● **Data records**:
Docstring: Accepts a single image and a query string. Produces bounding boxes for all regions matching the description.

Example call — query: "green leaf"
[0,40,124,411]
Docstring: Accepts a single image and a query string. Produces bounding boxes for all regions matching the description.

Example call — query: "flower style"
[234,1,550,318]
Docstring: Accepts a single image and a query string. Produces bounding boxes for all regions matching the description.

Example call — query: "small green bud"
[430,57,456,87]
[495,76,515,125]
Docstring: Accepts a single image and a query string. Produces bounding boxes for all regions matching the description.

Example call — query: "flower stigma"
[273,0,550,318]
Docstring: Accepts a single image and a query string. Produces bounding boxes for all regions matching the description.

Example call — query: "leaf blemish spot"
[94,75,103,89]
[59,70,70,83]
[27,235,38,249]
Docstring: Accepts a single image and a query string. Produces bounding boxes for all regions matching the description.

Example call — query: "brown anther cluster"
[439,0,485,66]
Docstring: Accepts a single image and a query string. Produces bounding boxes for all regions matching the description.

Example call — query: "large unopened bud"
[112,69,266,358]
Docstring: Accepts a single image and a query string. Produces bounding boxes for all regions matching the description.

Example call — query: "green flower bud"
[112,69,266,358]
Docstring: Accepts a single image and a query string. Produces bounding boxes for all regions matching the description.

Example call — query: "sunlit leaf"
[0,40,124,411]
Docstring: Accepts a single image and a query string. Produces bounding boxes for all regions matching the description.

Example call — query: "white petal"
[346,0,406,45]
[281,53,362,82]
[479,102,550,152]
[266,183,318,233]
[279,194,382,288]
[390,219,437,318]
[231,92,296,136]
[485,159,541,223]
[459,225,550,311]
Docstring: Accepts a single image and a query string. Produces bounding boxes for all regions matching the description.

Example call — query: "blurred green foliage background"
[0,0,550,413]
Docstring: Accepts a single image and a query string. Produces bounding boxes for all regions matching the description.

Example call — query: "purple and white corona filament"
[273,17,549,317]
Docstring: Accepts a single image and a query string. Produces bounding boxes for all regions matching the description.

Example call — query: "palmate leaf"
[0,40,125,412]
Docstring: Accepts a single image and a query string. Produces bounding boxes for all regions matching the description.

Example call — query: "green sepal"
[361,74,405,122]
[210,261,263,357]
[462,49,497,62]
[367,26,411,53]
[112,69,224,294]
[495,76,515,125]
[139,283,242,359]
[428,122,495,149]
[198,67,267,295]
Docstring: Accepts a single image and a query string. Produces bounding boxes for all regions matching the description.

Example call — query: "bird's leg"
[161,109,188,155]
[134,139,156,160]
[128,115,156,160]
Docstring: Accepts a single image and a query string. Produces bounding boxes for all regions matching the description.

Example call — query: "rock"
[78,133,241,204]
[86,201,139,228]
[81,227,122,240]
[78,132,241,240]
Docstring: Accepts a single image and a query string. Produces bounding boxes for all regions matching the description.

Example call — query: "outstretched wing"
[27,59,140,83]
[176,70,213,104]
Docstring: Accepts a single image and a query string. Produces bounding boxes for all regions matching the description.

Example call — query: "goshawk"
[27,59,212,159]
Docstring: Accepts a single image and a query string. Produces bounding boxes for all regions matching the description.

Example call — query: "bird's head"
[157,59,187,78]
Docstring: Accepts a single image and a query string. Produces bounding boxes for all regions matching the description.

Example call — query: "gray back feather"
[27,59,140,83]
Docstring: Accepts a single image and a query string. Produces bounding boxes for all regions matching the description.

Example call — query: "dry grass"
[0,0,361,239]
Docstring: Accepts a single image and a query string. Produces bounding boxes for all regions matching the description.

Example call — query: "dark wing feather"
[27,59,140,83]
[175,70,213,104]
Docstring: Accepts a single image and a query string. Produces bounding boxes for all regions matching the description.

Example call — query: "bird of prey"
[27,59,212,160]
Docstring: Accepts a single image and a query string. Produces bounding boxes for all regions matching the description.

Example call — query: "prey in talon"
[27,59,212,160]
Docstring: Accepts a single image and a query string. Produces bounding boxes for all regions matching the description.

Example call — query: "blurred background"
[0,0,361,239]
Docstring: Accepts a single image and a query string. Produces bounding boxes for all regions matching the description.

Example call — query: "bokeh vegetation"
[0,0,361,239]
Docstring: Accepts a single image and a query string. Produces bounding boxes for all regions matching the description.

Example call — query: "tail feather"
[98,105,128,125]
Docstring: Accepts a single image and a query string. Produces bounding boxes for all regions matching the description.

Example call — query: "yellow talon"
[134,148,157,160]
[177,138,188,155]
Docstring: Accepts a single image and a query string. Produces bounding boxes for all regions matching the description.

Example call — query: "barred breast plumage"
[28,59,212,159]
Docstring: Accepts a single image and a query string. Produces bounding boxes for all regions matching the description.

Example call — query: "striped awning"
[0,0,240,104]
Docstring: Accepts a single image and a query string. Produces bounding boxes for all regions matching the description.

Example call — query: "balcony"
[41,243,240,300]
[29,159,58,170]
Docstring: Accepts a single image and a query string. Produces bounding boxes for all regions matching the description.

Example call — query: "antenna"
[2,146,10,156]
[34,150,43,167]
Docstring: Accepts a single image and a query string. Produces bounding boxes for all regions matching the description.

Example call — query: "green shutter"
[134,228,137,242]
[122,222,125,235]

* * *

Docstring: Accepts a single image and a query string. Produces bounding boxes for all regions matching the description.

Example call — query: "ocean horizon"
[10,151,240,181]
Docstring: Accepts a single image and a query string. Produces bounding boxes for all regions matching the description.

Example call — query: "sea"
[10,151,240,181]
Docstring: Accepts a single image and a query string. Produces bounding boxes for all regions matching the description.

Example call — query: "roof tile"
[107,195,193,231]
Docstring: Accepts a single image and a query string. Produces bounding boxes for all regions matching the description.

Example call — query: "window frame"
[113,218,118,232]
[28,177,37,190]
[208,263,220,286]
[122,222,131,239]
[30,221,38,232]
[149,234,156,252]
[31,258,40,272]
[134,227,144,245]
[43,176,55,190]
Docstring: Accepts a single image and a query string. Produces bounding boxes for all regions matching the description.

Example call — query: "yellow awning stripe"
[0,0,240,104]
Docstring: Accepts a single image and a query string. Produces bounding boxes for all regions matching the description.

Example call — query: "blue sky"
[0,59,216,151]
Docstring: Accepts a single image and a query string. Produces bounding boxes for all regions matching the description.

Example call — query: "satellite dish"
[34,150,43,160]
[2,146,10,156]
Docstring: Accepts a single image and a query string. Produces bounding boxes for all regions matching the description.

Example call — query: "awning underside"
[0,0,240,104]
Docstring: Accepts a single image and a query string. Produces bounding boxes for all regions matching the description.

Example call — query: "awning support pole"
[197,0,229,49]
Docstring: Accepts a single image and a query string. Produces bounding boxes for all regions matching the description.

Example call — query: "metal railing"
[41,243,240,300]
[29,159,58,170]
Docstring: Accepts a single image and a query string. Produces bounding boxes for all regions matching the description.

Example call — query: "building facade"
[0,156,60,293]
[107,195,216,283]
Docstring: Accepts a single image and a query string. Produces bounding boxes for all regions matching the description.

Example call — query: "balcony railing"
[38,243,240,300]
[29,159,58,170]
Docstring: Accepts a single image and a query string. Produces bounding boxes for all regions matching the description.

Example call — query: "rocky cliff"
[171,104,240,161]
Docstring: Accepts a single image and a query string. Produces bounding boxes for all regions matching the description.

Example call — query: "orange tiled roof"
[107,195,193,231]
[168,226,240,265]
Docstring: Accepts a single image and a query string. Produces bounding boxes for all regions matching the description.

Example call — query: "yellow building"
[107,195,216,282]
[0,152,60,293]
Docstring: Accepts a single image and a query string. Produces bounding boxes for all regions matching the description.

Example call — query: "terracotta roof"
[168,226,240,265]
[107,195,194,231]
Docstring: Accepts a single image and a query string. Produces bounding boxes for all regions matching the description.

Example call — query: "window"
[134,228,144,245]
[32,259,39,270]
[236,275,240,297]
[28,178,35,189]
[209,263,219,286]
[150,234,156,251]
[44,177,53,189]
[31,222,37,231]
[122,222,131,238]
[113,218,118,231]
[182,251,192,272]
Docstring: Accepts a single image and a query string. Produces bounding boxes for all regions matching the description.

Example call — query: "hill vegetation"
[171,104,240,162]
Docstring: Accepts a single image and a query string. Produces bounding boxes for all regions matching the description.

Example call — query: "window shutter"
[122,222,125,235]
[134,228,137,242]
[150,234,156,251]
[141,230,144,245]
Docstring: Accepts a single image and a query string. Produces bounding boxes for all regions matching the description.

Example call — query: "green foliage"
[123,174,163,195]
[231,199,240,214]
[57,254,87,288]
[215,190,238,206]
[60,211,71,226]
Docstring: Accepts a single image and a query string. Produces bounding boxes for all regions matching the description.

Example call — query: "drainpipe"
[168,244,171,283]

* * *

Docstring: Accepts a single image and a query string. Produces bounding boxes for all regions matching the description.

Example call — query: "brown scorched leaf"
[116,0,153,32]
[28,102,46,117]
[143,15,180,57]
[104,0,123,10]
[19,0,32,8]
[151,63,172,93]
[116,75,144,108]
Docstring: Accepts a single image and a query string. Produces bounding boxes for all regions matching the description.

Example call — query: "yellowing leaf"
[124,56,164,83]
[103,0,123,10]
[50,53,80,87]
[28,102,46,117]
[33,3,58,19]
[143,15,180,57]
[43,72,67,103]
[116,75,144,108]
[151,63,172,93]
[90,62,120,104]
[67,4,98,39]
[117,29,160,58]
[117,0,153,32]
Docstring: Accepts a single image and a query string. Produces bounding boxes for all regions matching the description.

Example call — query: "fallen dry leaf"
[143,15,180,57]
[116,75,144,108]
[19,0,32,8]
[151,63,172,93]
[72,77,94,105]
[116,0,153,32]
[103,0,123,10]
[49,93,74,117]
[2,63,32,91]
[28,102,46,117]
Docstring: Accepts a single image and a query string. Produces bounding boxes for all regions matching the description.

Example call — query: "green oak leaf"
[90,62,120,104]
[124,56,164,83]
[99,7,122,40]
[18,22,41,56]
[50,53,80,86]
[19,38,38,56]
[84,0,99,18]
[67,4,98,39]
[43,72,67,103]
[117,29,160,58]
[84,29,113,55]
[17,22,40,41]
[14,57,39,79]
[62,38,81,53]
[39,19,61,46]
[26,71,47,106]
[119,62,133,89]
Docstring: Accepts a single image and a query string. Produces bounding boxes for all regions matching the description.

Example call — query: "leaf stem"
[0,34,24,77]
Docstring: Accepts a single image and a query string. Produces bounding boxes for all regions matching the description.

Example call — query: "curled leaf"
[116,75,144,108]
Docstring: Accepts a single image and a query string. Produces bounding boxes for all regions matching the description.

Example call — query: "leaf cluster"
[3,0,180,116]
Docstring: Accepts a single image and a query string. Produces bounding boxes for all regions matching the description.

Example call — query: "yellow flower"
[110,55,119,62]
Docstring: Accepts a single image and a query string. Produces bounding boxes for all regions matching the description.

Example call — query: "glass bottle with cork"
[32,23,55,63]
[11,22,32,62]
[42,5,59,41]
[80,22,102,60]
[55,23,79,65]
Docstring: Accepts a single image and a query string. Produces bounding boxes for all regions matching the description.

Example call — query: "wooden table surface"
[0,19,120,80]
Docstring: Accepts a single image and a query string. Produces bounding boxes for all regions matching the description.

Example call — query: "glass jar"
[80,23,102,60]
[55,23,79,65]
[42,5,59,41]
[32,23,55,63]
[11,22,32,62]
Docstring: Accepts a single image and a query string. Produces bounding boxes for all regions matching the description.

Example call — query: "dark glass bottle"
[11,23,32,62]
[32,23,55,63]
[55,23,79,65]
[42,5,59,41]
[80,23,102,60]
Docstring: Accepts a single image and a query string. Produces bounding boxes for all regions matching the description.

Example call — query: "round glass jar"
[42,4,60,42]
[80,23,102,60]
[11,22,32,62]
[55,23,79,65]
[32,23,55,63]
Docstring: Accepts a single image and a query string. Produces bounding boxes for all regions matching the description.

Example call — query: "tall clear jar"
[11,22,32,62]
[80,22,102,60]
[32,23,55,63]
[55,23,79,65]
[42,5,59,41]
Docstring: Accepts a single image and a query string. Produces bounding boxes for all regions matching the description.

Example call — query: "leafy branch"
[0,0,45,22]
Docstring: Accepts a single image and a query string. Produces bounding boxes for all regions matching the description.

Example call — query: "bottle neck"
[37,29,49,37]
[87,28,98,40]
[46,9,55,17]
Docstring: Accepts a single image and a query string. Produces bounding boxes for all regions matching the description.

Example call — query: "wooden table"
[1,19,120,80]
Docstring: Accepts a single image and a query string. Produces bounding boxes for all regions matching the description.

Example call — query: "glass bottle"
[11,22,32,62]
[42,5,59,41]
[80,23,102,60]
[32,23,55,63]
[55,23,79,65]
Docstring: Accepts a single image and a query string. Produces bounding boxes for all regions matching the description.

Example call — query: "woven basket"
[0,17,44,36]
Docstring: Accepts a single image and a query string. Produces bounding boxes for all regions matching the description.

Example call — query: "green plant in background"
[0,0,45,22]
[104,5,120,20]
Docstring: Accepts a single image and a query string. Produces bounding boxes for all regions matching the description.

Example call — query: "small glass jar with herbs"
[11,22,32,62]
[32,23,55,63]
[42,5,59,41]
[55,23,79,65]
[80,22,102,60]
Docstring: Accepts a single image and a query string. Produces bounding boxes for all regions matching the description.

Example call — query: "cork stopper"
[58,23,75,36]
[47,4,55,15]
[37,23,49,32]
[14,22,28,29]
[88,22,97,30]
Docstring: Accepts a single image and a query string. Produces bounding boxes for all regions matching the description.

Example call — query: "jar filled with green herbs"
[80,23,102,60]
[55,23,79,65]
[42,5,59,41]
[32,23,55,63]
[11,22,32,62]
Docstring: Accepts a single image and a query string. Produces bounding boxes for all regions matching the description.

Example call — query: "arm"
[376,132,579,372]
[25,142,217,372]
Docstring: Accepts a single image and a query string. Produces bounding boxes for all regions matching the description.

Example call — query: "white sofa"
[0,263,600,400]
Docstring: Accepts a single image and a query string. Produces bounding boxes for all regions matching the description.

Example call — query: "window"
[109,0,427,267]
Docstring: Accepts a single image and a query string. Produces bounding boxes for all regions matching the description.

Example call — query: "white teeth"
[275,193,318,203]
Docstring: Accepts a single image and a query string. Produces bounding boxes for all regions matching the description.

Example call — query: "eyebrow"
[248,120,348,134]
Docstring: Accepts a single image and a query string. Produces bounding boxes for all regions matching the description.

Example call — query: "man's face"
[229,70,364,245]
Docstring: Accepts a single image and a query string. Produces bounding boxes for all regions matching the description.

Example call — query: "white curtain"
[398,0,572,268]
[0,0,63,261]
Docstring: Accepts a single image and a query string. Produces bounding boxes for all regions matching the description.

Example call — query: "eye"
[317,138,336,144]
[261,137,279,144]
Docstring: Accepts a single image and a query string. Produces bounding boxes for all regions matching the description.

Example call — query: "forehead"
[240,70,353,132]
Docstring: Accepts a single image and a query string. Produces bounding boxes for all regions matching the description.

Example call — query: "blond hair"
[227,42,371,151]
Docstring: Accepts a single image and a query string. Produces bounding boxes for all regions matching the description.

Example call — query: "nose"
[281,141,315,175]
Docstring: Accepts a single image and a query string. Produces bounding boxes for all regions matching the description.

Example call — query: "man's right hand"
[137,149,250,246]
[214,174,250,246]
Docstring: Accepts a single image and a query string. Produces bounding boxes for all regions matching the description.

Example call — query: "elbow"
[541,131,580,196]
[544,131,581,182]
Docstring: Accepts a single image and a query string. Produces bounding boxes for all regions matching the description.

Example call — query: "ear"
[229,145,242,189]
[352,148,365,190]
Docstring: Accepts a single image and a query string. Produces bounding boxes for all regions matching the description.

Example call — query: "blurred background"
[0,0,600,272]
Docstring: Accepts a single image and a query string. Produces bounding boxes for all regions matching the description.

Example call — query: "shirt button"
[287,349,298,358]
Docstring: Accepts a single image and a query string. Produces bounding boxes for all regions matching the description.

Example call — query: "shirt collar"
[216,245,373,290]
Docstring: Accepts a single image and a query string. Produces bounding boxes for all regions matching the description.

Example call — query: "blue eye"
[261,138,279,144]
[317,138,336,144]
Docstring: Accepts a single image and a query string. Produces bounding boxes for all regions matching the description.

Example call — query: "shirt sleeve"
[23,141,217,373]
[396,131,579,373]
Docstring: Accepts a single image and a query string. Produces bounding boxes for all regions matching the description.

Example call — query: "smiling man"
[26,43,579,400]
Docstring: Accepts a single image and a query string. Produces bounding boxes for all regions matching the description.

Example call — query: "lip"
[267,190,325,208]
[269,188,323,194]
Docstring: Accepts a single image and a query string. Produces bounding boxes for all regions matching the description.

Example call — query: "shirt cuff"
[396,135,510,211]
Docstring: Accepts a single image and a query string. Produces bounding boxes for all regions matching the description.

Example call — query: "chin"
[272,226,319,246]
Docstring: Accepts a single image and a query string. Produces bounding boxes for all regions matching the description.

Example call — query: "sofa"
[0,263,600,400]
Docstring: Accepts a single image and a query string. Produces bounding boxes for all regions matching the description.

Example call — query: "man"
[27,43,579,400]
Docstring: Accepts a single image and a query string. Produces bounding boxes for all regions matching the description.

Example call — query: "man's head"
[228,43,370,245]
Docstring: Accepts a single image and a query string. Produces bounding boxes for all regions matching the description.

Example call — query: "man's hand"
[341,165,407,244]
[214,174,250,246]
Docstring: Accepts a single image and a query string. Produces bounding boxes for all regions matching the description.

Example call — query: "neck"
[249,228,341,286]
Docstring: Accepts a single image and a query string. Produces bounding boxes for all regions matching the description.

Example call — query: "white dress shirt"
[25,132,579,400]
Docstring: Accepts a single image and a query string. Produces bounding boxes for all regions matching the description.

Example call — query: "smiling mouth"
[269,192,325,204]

● **Written request**:
Copy out every line from the items above that contains the string "vegetation", matching letter case exactly.

● **Exercise answer**:
Example call — query: "bokeh vegetation"
Example call — query: "hill vegetation"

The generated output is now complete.